▸ What to do:
Reproduce the passage on video surveillance from "Familiar big tech" up to and including "video surveillance software.", keeping every word and punctuation mark unchanged.

▸ Supplied passage:

------------------------

Tier 3, the most predictive-oriented surveillance system, will arrive by 2035. Some residents will voluntarily donate their camera feeds, while others will be “encouraged to do so by tax-break incentives or nominal compensation.” A “public safety ecosystem” will centralize data “pulled from disparate databases such as social media, driver’s licenses, police databases, and dark data.” An AI-enabled analytics unit will let police assess “anomalies in real time and interrupt a crime before it is committed.”
That is to say, to catch pre-crime.
While CCTV surveillance began as a simple tool for criminal justice, it has grown into a multibillion-dollar industry that covers multiple industry verticals. From policing and smart cities to schools, health care facilities, and retail, society is moving toward near-complete visual surveillance of commercial and urban spaces.
Denmark-based Milestone Systems, a top VMS provider with half its revenues in the U.S., had less than 10 employees in 1999. Today they are a major corporation that claims offices in over 20 countries.
Axis Communications used to be a network printer outfit. They have since become a leading camera provider pushing over $1 billion in sales per year.
BriefCam began as a university project. Now it is among the world’s top video analytics providers, with clients, it says, spanning over 40 countries.
Over the past six years, Canon purchased all three, giving the imaging conglomerate ownership of industry giants in video management software, CCTV cameras, and video analytics. Motorola recently acquired a top VMS provider, Avigilon, for $1 billion. In turn, Avigilon and other large firms have purchased their own companies.
The public is paying for their own high-tech surveillance three times over.
Familiar big tech giants are also in on the action. Lieutenant Patrick O’Donnell of the Chicago police force told me his department is working on a non-disclosure agreement with Google for a video analytics pilot project to detect people reacting to gunfire, and if they are in the prone position, so the police can receive real-time alerts. (Google did not respond to a request for comment.)
Video monitoring networks inevitably entangle and implicate a whole ecosystem of vendors, some of whom have offered, or may yet offer, services specifically targeted at such systems. Microsoft, Amazon, IBM, Comcast, Verizon, and Cisco are among those enabling the networks with technologies like cloud services, broadband connectivity, or video surveillance software.

------------------------

▸ Record excerpts:
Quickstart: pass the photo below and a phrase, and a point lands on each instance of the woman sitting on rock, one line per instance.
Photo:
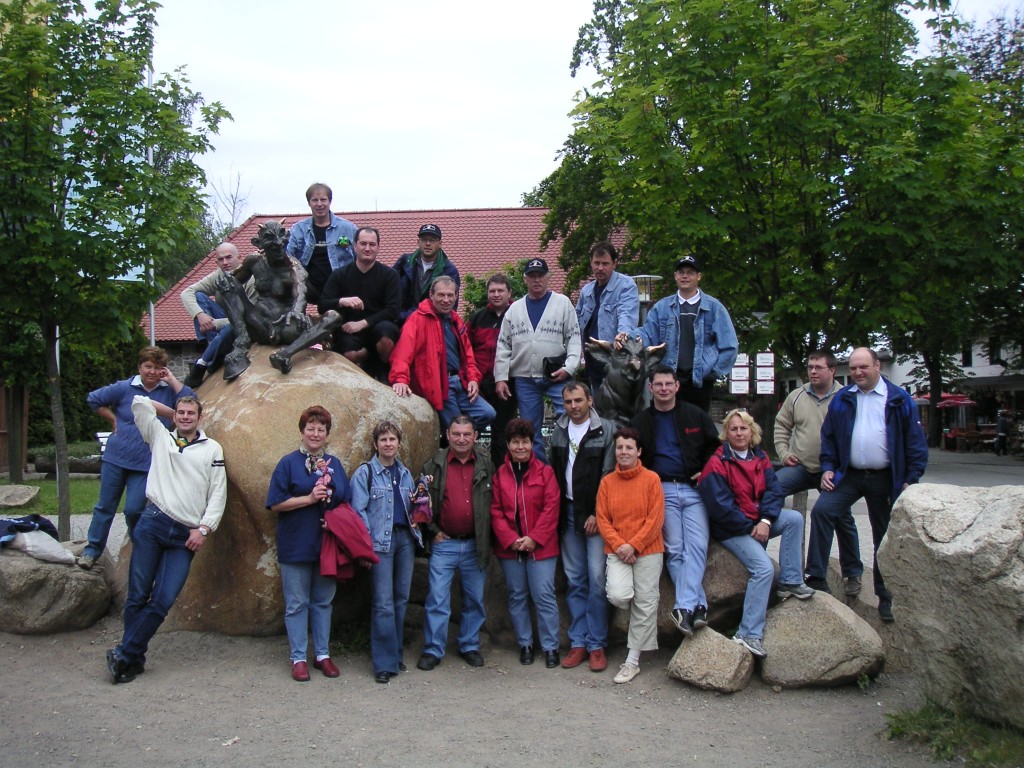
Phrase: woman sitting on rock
(305, 484)
(744, 510)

------------------------

▸ Problem solution:
Familiar big tech giants are also in on the action. Lieutenant Patrick O’Donnell of the Chicago police force told me his department is working on a non-disclosure agreement with Google for a video analytics pilot project to detect people reacting to gunfire, and if they are in the prone position, so the police can receive real-time alerts. (Google did not respond to a request for comment.)
Video monitoring networks inevitably entangle and implicate a whole ecosystem of vendors, some of whom have offered, or may yet offer, services specifically targeted at such systems. Microsoft, Amazon, IBM, Comcast, Verizon, and Cisco are among those enabling the networks with technologies like cloud services, broadband connectivity, or video surveillance software.